===== 本文 =====
▲地方競馬全国協会(NAR)の公正・システム・活性化部門を担当する生野等理事を取材
「地方競馬をより面白く!」をコンセプトに立ち上がったNAR×netkeiba.comの連載企画『地方競馬ネット会議室』。読者の皆様からも地方競馬を発展させるためのアイデアを募るなどご協力を頂くなかで、昨年は禁止薬物陽性馬の発生をはじめ、着順誤審や放馬事故など公正確保を揺るがす事案が多数起こりました。そこで今回は当初の予定を変更し、公正・システム・活性化の3部門を担当する生野等理事が取材に出席。ファンの皆様へのお詫びから各事案が発生した経緯と現状を伺います。(取材:矢野吉彦)
公正確保を揺るがす事案の多発に「まさしく異常事態」
===== 記録の抜粋 =====
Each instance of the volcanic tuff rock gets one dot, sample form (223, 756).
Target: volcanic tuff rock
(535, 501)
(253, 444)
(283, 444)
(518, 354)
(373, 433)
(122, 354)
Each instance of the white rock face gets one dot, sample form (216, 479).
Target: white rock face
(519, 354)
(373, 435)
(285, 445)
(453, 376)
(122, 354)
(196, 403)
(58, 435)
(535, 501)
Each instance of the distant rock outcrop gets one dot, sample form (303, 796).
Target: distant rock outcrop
=====
===== 記録の抜粋 =====
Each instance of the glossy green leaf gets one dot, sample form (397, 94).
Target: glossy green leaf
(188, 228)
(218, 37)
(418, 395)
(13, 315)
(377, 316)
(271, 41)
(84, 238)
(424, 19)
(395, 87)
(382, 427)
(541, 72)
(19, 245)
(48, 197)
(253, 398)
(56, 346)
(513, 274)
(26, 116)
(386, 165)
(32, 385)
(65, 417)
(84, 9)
=====
→ **やることリスト**
1/ 地方競馬の記事のうち、「「地方競馬をより面白く!」をコンセプトに」で始まる段落を、主な事実を残して短く書き直してください。
2/ 地方競馬の記事を、最後の見出しの後から書き継いでください。

→ **回答一覧**
1/ NAR×netkeiba.comの連載企画『地方競馬ネット会議室』は「地方競馬をより面白く!」をコンセプトに、読者からもアイデアを募ってきた。しかし昨年は、禁止薬物陽性馬の発生、着順誤審、放馬事故など、公正確保を揺るがす事案が多発した。このため今回は予定を変更し、公正・システム・活性化の3部門を担当する生野等理事に取材した。ファンへのお詫びに加え、各事案の経緯と現状を聞く。取材は矢野吉彦。

2/
矢野 さっそくですが、去年、大きく言えば3件、残念な事態が立て続けに発生してしまいました。岩手と浦和の禁止薬物と門別の誤審です。それらについては、NARのホームページにアップされた理事長の年頭ご挨拶でも触れられていましたが、公正のご担当としてどんな見解をお持ちでしょうか? 多分ファンの方々が一番気にしているのがそこだと思うので、いきなりお伺いします。
生野 そうですね、これまでこの『地方競馬ネット会議室』では、2回ほど、理事長と理事の川崎がお話をさせていただいております。そこでは、"地方競馬をより面白く!"といったコンセプトで取材をされて、お話をさせていただきました。ところが今回は、まったく違うお話をしなければなりません。
私は昨年11月に公正担当の理事に就任いたしましたが、今の状況は、競馬の公正確保という観点で言えばまさしく“異常事態”です。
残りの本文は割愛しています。